CHALLENGE: Convert the material below into a JSON list of strings, one string per line, leaving out any blank lines.

INPUT:
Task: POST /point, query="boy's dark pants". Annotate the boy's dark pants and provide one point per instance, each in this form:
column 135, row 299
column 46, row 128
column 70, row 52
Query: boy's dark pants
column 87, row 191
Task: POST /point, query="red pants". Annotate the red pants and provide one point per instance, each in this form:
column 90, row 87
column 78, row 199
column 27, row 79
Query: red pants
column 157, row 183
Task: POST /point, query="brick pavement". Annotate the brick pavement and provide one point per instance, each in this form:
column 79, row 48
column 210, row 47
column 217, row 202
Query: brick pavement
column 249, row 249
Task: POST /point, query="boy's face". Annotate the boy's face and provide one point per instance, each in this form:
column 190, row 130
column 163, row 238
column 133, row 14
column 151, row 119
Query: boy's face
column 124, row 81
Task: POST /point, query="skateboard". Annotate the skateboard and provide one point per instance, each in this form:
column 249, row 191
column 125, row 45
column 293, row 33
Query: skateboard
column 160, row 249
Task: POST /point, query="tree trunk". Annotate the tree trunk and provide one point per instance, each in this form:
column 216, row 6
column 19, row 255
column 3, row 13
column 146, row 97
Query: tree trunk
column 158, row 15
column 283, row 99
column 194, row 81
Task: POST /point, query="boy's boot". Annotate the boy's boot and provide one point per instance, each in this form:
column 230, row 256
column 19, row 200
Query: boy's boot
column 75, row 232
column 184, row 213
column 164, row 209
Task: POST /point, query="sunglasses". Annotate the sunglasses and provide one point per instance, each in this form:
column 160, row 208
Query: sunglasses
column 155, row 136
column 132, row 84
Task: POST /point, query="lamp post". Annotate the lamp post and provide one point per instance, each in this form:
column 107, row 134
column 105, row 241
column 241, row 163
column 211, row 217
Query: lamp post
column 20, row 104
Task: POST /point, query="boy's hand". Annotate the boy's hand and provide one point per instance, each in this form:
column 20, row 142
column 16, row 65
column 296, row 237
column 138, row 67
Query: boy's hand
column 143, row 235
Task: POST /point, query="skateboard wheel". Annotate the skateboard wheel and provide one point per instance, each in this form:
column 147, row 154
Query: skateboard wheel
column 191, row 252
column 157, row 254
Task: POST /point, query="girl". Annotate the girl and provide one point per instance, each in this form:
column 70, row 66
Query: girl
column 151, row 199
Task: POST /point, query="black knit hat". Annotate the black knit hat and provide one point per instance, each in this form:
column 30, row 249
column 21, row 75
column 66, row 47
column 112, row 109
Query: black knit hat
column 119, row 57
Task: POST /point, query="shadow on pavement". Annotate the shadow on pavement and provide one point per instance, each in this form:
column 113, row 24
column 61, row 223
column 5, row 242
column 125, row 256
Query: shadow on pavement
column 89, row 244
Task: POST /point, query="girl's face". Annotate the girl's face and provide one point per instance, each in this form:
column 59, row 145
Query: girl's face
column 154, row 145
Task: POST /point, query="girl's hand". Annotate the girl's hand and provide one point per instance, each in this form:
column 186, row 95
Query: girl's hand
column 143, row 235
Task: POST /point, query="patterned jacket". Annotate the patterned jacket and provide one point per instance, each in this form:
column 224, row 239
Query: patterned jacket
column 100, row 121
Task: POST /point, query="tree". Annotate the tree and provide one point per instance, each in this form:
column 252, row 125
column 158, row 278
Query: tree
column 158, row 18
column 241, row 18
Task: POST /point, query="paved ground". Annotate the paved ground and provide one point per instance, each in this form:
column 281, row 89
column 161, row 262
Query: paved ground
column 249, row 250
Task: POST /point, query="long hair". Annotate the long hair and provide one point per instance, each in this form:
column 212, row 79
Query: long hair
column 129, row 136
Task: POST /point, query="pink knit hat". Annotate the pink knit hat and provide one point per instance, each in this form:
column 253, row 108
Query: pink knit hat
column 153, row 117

WRITTEN RESPONSE:
[
  "Task: POST /point, query=\"boy's dark pants\". Annotate the boy's dark pants and provide one point per instance, each in this form:",
  "column 135, row 299",
  "column 46, row 128",
  "column 70, row 52",
  "Query: boy's dark pants",
  "column 87, row 191",
  "Task: POST /point, query=\"red pants\". Annotate the red pants and provide one point per instance, each in this form:",
  "column 90, row 87",
  "column 78, row 199",
  "column 27, row 79",
  "Query: red pants",
  "column 157, row 183",
  "Task: POST /point, query=\"brick pavement\". Annotate the brick pavement and provide one point per instance, each in this form:",
  "column 79, row 48",
  "column 210, row 47",
  "column 217, row 202",
  "Query: brick pavement",
  "column 249, row 249",
  "Task: POST /point, query=\"boy's face\". Annotate the boy's face and provide one point per instance, each in this form:",
  "column 190, row 130",
  "column 163, row 238",
  "column 133, row 14",
  "column 151, row 119",
  "Query: boy's face",
  "column 124, row 81",
  "Task: POST /point, query=\"skateboard\". Annotate the skateboard and provide one point per instance, each in this form:",
  "column 249, row 191",
  "column 125, row 45",
  "column 293, row 33",
  "Query: skateboard",
  "column 160, row 249",
  "Task: POST /point, query=\"tree trunk\". Annotate the tree trunk and provide one point per instance, each in this form:",
  "column 216, row 6",
  "column 19, row 255",
  "column 3, row 13",
  "column 146, row 97",
  "Query: tree trunk",
  "column 158, row 15",
  "column 283, row 99",
  "column 194, row 81",
  "Task: POST /point, query=\"boy's boot\". Annotate the boy's boot and provide one point per instance, each in this form:",
  "column 230, row 256",
  "column 19, row 200",
  "Query: boy's boot",
  "column 75, row 232",
  "column 184, row 213",
  "column 164, row 209",
  "Task: POST /point, query=\"sunglasses\". Annotate the sunglasses and provide one point per instance, each in this form:",
  "column 160, row 208",
  "Query: sunglasses",
  "column 155, row 136",
  "column 132, row 84",
  "Task: POST /point, query=\"lamp post\". Annotate the lamp post and provide one point per instance, each in this form:",
  "column 107, row 134",
  "column 105, row 241",
  "column 241, row 163",
  "column 211, row 217",
  "Query: lamp post",
  "column 20, row 104",
  "Task: POST /point, query=\"boy's hand\". Annotate the boy's hand and provide one point per instance, each in this form:",
  "column 20, row 142",
  "column 16, row 65",
  "column 296, row 237",
  "column 138, row 67",
  "Query: boy's hand",
  "column 143, row 235",
  "Task: POST /point, query=\"skateboard wheel\". Annotate the skateboard wheel and provide one point per instance, each in this form:",
  "column 147, row 154",
  "Query: skateboard wheel",
  "column 191, row 252",
  "column 157, row 254",
  "Task: POST /point, query=\"girl\". Annotate the girl and provide one point per instance, each in this form:",
  "column 70, row 66",
  "Query: girl",
  "column 151, row 199",
  "Task: POST /point, query=\"black knit hat\". Annotate the black knit hat and provide one point per instance, each in this form:",
  "column 30, row 249",
  "column 21, row 75",
  "column 66, row 47",
  "column 112, row 109",
  "Query: black knit hat",
  "column 119, row 57",
  "Task: POST /point, query=\"shadow on pavement\". Annotate the shadow on pavement and provide one point per instance, each in this form:",
  "column 113, row 24",
  "column 61, row 223",
  "column 5, row 242",
  "column 125, row 256",
  "Query: shadow on pavement",
  "column 89, row 244",
  "Task: POST /point, query=\"girl's face\". Annotate the girl's face and provide one point per instance, each in this form:",
  "column 59, row 145",
  "Query: girl's face",
  "column 154, row 145",
  "Task: POST /point, query=\"girl's hand\". Annotate the girl's hand and provide one point per instance, each in this form:",
  "column 186, row 95",
  "Query: girl's hand",
  "column 143, row 235",
  "Task: POST /point, query=\"patterned jacket\". Annotate the patterned jacket and provide one point per instance, each in this form:",
  "column 224, row 239",
  "Query: patterned jacket",
  "column 100, row 121",
  "Task: POST /point, query=\"tree\". Annotate the tree and provide one point per instance, each in this form:",
  "column 252, row 125",
  "column 158, row 278",
  "Query: tree",
  "column 158, row 18",
  "column 241, row 18",
  "Task: POST /point, query=\"paved ground\". Annotate the paved ground and provide one point per instance, each in this form:",
  "column 281, row 89",
  "column 161, row 262",
  "Query: paved ground",
  "column 249, row 250",
  "Task: POST /point, query=\"long hair\". Annotate the long hair and provide one point per instance, each in this form:",
  "column 212, row 79",
  "Query: long hair",
  "column 129, row 136",
  "Task: POST /point, query=\"pink knit hat\". Annotate the pink knit hat and provide one point per instance, each in this form:",
  "column 253, row 108",
  "Query: pink knit hat",
  "column 153, row 117"
]